What to do:
1. Translate this sentence from the snow-day blog post into Spanish: "Nell and I had a lovely morning in town killing time."
2. List every business or institution that the snow-day blog post mentions.

Source text:
+++++

I just got notice that I don’t have any work today, which if it weren’t for the financial strain this puts on us I would be rejoicing, because we finally got some damn snow. The good the bad and the ugly, obviously not in that order, but I do like to cite a movie every now and then, especially when my day becomes FUBAR. On top of that I can’t seem to pick a font color. What’s this all about then, huh? Maybe, since I don’t have any clear plan I should wing it as best I can. I mean snow is good, we’ll take it and be happy. It’s just that yesterday was kind of a clusterfuck as well. I drove Nell to the dentist in Las Vegas where she was to have major work done, only their phones are screwed up and we couldn’t verify the appointment time and wound up getting there an hour and a half early.
Nell and I had a lovely morning in town killing time. We don’t get to hang out together in town and that part of the day was very nice. We found out there is a new fabric store next to our local bookstore, Tomb on the Range where Nell picked up a couple of Ann Rule books to read during her upcoming week off. Yeah, we think the Hospital is hurting and they are firing and laying off people left and right. One of their new rules is no office personnel when no doctor is in. The doctor is on vacation next week which means Nell is too, unfortunately without pay though. I read the preface for a book called "The Accidental guerrilla, Fighting Small Wars in the Midst of a Big One" It looked pretty good, from what I could gather without glasses. I mentioned to Nell at the checkout by way of defense for not reading more, that perhaps my astigmatism was causing only three or four per line to be readable, putting a sizable dent in my speed reading capabilities.

+++++

Records:

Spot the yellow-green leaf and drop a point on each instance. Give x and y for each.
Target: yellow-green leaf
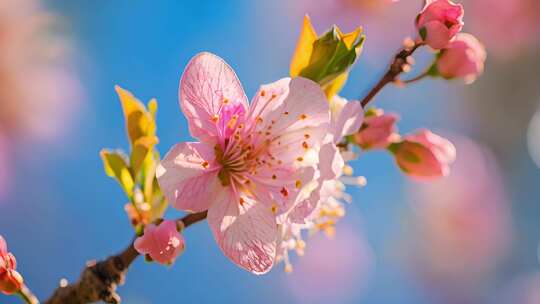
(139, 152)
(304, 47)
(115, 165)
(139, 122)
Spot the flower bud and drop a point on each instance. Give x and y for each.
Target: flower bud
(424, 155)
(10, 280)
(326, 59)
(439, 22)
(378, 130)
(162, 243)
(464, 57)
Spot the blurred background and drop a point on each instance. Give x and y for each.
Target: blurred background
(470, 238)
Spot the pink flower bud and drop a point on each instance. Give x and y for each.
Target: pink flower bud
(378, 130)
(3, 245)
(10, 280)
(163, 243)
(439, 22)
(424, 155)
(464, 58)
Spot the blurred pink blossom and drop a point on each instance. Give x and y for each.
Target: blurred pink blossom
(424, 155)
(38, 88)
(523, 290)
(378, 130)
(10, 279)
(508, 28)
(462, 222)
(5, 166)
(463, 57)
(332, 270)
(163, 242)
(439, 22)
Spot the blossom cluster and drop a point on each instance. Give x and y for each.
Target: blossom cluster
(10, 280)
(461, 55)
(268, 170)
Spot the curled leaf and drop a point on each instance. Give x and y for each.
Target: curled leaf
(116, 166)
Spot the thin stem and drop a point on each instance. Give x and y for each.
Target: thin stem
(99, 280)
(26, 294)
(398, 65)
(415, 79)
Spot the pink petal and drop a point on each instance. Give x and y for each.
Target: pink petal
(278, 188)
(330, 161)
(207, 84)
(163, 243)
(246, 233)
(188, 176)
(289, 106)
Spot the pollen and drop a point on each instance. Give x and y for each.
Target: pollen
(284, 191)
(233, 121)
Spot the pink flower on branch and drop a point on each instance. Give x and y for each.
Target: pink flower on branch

+++++

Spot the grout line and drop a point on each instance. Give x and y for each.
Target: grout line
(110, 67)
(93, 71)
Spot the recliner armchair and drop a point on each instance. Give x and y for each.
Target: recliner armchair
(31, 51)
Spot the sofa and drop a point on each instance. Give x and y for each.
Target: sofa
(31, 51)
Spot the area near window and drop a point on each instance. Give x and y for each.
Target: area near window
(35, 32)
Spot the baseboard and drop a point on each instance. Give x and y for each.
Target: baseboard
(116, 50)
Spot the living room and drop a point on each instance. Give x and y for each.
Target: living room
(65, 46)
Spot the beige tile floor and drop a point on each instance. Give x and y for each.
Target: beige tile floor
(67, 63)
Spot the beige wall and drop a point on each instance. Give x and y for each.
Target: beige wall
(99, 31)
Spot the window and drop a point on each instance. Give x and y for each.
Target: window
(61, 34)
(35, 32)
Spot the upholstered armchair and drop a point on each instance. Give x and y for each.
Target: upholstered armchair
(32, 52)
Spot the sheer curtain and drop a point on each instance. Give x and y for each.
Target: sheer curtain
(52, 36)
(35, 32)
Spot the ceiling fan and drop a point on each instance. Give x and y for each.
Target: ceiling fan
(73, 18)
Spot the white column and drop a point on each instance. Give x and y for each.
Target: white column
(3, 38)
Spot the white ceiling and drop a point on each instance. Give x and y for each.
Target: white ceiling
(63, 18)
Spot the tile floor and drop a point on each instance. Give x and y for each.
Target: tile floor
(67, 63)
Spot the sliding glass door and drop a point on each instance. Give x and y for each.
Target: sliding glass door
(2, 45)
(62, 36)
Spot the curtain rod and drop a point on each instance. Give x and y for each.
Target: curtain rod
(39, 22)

+++++

Numbered responses:
1. Nell y yo pasamos una mañana encantadora en el pueblo matando el tiempo.

2.
- The dentist in Las Vegas
- The new fabric store
- Tomb on the Range, the local bookstore
- The Hospital